## Given request
Copy the material from its start through the line with "(1280, 284)", changing "pixel coordinates" to "image coordinates" and nothing else. Leave the pictures out.
— begin Material for this exercise —
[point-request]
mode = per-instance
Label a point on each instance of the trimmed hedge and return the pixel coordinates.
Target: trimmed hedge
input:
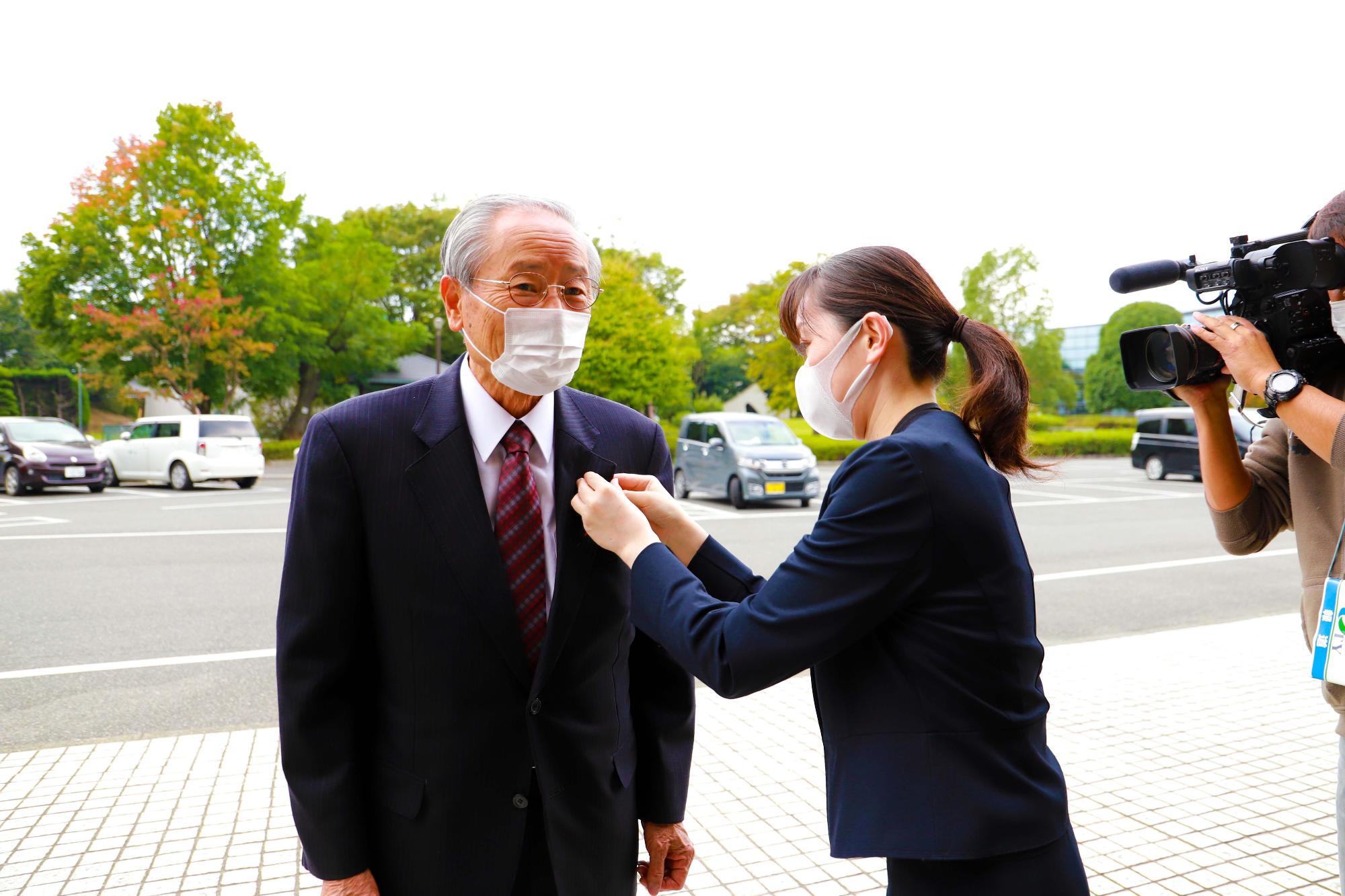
(280, 450)
(1067, 443)
(1113, 439)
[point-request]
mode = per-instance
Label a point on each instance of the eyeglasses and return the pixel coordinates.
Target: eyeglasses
(529, 290)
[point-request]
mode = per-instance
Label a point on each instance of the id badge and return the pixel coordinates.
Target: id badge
(1330, 643)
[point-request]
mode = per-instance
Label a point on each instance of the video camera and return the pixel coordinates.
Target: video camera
(1280, 284)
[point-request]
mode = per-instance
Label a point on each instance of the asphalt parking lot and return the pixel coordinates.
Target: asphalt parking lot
(145, 611)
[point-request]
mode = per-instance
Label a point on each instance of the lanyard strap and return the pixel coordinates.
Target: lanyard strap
(1338, 553)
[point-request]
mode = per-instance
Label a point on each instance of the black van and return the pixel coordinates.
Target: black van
(1165, 440)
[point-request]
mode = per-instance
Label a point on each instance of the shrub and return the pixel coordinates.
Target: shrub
(1067, 443)
(280, 450)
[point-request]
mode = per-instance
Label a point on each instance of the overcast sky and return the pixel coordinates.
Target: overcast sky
(734, 138)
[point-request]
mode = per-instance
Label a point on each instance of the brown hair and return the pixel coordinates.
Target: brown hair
(891, 283)
(1330, 221)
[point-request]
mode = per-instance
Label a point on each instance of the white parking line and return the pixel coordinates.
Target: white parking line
(139, 663)
(147, 534)
(228, 503)
(9, 522)
(1163, 564)
(1124, 499)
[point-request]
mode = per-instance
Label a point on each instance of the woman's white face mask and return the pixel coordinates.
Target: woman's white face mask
(543, 348)
(817, 400)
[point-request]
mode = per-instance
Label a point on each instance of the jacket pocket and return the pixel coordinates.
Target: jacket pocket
(623, 764)
(400, 791)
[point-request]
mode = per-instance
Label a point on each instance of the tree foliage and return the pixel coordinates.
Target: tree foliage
(197, 208)
(1105, 381)
(21, 343)
(415, 235)
(337, 331)
(638, 350)
(740, 342)
(997, 292)
(178, 338)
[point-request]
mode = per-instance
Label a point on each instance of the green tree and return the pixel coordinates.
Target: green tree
(740, 342)
(1105, 381)
(21, 342)
(995, 292)
(415, 235)
(185, 333)
(196, 206)
(638, 350)
(337, 331)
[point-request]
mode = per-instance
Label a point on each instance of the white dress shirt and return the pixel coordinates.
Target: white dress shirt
(489, 423)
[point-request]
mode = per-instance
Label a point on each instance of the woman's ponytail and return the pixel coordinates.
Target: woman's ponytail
(995, 405)
(892, 283)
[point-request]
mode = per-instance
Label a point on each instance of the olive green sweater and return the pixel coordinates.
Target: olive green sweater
(1295, 489)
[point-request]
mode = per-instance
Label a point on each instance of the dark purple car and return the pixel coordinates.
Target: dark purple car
(46, 451)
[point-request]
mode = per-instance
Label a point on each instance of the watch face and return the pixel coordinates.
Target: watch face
(1284, 382)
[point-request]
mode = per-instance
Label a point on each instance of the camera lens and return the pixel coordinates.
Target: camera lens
(1159, 353)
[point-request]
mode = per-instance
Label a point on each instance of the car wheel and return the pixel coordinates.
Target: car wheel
(180, 478)
(736, 494)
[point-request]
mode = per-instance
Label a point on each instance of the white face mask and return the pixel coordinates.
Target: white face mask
(817, 401)
(1339, 318)
(543, 348)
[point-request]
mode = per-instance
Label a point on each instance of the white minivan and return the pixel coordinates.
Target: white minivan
(184, 450)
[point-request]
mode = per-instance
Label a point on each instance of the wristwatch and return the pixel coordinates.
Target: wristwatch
(1284, 385)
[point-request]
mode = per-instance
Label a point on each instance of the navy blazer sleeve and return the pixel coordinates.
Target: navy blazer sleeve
(868, 553)
(319, 637)
(662, 705)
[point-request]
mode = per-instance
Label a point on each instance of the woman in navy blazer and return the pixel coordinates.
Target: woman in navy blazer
(911, 600)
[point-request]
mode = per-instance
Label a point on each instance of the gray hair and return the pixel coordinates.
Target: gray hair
(467, 239)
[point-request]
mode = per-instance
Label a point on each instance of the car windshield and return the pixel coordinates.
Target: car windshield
(227, 428)
(45, 431)
(762, 432)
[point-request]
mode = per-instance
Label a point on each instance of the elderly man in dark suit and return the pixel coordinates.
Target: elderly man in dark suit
(465, 705)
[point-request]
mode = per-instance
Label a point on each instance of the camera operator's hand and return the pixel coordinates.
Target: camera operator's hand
(1246, 352)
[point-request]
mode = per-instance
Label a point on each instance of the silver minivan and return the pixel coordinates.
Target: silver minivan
(746, 458)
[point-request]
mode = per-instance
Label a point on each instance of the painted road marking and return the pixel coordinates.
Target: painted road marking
(228, 503)
(147, 534)
(139, 663)
(1163, 564)
(29, 521)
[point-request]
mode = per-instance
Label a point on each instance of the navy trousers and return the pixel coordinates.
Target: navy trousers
(1054, 869)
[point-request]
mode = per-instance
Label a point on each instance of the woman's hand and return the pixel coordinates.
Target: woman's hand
(611, 520)
(1246, 352)
(670, 522)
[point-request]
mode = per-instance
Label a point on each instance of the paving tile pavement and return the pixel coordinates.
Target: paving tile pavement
(1199, 760)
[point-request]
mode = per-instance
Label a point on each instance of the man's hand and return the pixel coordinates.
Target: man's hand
(670, 857)
(1247, 353)
(361, 884)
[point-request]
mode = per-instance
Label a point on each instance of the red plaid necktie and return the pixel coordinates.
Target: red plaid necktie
(518, 528)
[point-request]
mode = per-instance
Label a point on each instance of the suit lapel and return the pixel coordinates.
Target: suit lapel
(449, 491)
(575, 551)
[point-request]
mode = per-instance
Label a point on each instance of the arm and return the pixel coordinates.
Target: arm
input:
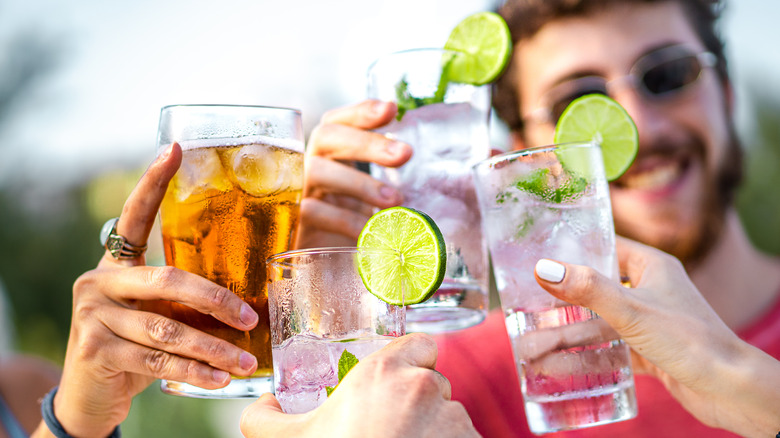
(394, 392)
(116, 348)
(677, 337)
(338, 198)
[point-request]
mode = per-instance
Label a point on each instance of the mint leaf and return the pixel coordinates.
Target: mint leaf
(537, 184)
(407, 102)
(346, 362)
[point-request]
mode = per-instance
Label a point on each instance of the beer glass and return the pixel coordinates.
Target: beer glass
(233, 202)
(553, 202)
(448, 136)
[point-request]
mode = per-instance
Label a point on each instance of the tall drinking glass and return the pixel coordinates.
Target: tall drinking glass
(553, 202)
(233, 202)
(320, 309)
(447, 137)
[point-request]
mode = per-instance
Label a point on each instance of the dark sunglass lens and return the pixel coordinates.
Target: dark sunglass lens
(671, 75)
(559, 106)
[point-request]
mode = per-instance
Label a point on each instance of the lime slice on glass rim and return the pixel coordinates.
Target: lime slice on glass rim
(484, 40)
(598, 118)
(411, 268)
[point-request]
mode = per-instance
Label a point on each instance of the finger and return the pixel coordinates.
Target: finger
(138, 359)
(164, 334)
(369, 114)
(140, 209)
(264, 418)
(416, 349)
(586, 287)
(169, 283)
(636, 258)
(341, 142)
(328, 176)
(445, 387)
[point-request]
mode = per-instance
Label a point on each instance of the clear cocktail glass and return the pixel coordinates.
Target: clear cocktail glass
(319, 308)
(553, 202)
(448, 134)
(233, 202)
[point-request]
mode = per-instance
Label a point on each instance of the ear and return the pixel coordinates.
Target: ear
(516, 141)
(728, 94)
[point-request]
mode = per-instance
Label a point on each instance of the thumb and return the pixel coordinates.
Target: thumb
(265, 418)
(586, 287)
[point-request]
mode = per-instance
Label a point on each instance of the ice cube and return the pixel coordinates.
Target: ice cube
(307, 364)
(200, 173)
(257, 171)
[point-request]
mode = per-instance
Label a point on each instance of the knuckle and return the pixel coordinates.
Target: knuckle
(163, 277)
(156, 362)
(216, 349)
(423, 383)
(219, 296)
(162, 330)
(84, 283)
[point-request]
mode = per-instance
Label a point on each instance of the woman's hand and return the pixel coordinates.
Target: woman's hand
(676, 336)
(338, 198)
(116, 348)
(394, 392)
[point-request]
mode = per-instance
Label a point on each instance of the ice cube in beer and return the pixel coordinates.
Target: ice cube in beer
(200, 173)
(259, 170)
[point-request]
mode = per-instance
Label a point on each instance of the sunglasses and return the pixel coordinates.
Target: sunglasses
(657, 75)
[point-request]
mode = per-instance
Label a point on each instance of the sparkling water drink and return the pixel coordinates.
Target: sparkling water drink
(553, 202)
(306, 366)
(233, 202)
(448, 135)
(319, 309)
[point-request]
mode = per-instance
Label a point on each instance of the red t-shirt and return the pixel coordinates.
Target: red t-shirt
(479, 364)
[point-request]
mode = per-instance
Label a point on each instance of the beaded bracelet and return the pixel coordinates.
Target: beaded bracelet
(47, 411)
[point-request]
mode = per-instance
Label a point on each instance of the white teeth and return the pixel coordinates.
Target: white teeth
(656, 177)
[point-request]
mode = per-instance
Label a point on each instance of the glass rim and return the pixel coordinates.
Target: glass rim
(509, 155)
(231, 106)
(275, 258)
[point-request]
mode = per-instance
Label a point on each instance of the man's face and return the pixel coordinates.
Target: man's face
(668, 198)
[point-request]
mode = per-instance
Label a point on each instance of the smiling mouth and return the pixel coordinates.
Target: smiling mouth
(655, 176)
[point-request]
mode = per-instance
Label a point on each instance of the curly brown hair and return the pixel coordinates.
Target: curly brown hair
(526, 17)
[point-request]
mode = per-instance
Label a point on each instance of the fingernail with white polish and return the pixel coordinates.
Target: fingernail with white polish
(220, 376)
(388, 193)
(550, 271)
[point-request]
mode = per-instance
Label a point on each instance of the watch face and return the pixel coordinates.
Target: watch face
(107, 229)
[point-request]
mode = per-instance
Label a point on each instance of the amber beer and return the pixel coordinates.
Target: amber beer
(227, 209)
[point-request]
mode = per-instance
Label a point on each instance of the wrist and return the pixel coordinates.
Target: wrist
(53, 423)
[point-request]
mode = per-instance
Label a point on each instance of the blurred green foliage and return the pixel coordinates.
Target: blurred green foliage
(758, 201)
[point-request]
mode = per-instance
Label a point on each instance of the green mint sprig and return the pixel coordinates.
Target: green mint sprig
(407, 102)
(346, 362)
(536, 183)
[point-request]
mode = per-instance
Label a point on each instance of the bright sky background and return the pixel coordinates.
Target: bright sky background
(98, 109)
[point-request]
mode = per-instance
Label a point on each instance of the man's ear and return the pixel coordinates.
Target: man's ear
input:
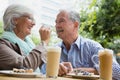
(14, 20)
(76, 24)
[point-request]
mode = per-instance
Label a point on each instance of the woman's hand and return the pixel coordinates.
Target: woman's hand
(64, 68)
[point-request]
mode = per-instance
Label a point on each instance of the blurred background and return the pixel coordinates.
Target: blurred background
(100, 19)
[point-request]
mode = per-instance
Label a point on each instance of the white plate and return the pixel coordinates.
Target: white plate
(27, 75)
(84, 76)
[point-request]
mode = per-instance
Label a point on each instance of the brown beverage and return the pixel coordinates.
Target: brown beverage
(53, 59)
(105, 57)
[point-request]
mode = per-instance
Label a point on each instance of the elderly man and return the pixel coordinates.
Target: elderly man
(76, 49)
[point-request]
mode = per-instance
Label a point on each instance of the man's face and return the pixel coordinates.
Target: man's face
(64, 26)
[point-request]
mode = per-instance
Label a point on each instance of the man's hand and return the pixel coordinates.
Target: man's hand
(64, 68)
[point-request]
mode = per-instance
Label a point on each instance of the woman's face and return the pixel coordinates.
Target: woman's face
(24, 24)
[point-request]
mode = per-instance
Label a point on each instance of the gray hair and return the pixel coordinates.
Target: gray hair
— end Material for this exercise —
## Right answer
[point-request]
mode = per-instance
Label a point on each instance of the trimmed hedge and return the image coordinates.
Target: trimmed hedge
input:
(280, 450)
(1067, 443)
(1113, 439)
[point-request]
mode = per-instance
Label a point on each instance of the eyeglasses and return the image coordinates.
Target: eyeglasses
(529, 290)
[point-request]
mode = per-instance
Label a point on each instance of the id badge and return the image coordinates.
Target: id badge
(1330, 643)
[point-request]
mode = per-instance
Label a point on each instance of the video camera and return the image coordinates.
Target: video camera
(1280, 284)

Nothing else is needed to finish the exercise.